** START RECORDS TO USE **

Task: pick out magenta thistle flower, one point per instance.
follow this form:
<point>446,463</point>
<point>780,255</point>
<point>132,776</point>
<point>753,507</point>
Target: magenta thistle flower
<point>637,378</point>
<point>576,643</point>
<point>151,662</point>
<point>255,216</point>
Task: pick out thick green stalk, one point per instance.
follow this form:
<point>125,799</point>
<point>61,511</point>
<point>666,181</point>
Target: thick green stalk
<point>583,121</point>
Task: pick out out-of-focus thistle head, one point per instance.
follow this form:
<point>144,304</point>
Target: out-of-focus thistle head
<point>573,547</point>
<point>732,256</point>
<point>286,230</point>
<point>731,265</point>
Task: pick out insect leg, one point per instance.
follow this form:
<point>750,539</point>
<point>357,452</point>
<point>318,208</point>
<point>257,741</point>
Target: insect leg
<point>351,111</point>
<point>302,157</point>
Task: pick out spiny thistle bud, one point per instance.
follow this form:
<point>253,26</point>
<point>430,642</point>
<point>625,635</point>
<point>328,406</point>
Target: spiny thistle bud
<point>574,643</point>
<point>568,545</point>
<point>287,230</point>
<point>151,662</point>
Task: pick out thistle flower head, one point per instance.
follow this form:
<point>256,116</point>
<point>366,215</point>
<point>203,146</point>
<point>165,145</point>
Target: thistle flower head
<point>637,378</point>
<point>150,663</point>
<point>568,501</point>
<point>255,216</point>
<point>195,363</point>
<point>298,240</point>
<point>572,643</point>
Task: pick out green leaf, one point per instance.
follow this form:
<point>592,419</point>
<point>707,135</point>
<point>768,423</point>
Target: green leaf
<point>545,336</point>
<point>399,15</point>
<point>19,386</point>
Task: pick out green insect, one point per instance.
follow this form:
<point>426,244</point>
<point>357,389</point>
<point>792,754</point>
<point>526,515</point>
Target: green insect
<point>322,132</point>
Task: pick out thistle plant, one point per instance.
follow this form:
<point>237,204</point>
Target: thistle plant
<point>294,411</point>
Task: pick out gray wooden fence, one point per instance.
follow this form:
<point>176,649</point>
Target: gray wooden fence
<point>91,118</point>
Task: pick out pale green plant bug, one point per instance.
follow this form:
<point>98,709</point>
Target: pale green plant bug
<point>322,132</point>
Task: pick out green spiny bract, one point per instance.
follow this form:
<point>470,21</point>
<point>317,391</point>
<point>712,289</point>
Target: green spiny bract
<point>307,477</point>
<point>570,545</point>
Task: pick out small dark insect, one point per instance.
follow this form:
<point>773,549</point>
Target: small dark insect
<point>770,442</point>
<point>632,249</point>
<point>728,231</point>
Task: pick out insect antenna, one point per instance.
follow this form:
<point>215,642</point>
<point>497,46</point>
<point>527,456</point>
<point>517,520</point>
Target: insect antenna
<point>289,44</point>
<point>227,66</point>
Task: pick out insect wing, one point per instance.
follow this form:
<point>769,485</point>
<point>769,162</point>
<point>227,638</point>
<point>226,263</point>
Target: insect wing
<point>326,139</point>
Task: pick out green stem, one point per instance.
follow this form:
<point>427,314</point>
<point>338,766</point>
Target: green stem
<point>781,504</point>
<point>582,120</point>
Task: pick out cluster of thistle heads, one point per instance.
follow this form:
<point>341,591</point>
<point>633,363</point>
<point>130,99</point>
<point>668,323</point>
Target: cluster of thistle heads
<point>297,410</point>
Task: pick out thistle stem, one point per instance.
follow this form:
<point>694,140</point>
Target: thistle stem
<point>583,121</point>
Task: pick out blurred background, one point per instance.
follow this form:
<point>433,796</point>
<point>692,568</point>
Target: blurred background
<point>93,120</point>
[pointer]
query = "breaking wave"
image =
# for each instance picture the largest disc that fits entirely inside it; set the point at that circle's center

** END RECORDS TO USE **

- PROMPT -
Copy the material word for word, starting with the line that contains "Task: pick out blurred" and ending with the last line of the material.

- EXERCISE OUTPUT -
Task: pick out blurred background, one point per instance.
follow this form:
<point>433,796</point>
<point>692,568</point>
Target: blurred background
<point>93,120</point>
[pointer]
query = "breaking wave"
image =
# for each instance picture the largest disc that fits entirely inside it; set the point at that circle's center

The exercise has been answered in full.